#### [Problem details]
Change every "rough mask" in the data below to "coarse mask" and write the lines out again with nothing else altered.

#### [Given entries]
□ □ □

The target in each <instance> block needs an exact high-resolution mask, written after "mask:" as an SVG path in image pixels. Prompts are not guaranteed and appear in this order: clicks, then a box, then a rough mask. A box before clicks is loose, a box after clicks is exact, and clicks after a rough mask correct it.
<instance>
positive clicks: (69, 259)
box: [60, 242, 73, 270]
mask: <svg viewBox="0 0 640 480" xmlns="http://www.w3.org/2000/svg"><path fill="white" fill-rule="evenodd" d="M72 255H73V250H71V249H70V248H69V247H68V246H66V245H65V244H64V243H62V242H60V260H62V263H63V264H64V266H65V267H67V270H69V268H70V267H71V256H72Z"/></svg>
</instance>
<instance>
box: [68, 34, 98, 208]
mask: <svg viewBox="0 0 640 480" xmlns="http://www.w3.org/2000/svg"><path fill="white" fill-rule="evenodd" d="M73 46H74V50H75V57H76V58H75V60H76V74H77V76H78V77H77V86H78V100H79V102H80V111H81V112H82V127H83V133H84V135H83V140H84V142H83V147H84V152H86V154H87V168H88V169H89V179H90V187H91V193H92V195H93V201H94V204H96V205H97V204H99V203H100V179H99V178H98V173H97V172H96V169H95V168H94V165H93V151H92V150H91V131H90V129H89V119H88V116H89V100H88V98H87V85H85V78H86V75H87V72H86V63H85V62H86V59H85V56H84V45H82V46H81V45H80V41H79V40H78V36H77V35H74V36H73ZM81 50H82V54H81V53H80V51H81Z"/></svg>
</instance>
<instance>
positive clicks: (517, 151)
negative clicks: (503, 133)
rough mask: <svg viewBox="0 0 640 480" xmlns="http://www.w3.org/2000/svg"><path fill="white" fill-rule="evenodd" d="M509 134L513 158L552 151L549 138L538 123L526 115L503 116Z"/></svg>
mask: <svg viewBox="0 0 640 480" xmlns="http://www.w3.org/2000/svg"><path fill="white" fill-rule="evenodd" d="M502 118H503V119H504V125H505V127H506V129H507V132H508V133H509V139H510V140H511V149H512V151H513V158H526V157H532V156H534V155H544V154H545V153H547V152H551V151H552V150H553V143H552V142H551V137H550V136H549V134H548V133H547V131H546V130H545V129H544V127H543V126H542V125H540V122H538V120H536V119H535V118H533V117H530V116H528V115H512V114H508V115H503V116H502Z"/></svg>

□ □ □

#### [Result]
The target in each <instance> block needs an exact high-resolution mask, written after "mask:" as an SVG path in image pixels. Prompts are not guaranteed and appear in this order: clicks, then a box, then a coarse mask. A box before clicks is loose, a box after clicks is exact, and clicks after a coarse mask correct it.
<instance>
positive clicks: (69, 259)
box: [60, 242, 73, 270]
mask: <svg viewBox="0 0 640 480" xmlns="http://www.w3.org/2000/svg"><path fill="white" fill-rule="evenodd" d="M72 255H73V250H71V249H70V248H69V247H68V246H66V245H65V244H64V243H62V242H60V260H62V263H63V264H64V266H65V267H67V270H69V268H70V267H71V256H72Z"/></svg>
</instance>
<instance>
box: [68, 34, 98, 208]
mask: <svg viewBox="0 0 640 480" xmlns="http://www.w3.org/2000/svg"><path fill="white" fill-rule="evenodd" d="M73 46H74V50H75V57H76V58H75V60H76V74H77V76H78V77H77V86H78V100H79V102H80V111H81V112H82V127H83V133H84V135H83V140H84V142H83V147H84V152H86V154H87V168H88V169H89V179H90V187H91V193H92V195H93V201H94V204H96V205H97V204H99V203H100V179H99V178H98V173H97V172H96V169H95V168H94V165H93V151H92V150H91V131H90V129H89V119H88V116H89V100H88V98H87V85H85V78H86V75H87V72H86V63H85V62H86V59H85V56H84V45H82V46H81V45H80V41H79V40H78V36H77V35H74V36H73ZM81 50H82V54H81V53H80V51H81Z"/></svg>
</instance>
<instance>
positive clicks: (517, 151)
negative clicks: (503, 133)
coarse mask: <svg viewBox="0 0 640 480" xmlns="http://www.w3.org/2000/svg"><path fill="white" fill-rule="evenodd" d="M509 134L513 158L552 151L549 138L538 123L526 115L503 116Z"/></svg>
mask: <svg viewBox="0 0 640 480" xmlns="http://www.w3.org/2000/svg"><path fill="white" fill-rule="evenodd" d="M502 118H503V119H504V125H505V127H506V129H507V132H508V133H509V139H510V140H511V149H512V151H513V158H526V157H532V156H534V155H544V154H545V153H547V152H551V151H552V150H553V143H552V142H551V137H550V136H549V134H548V133H547V131H546V130H545V129H544V127H543V126H542V125H540V122H538V120H536V119H535V118H533V117H530V116H528V115H512V114H508V115H503V116H502Z"/></svg>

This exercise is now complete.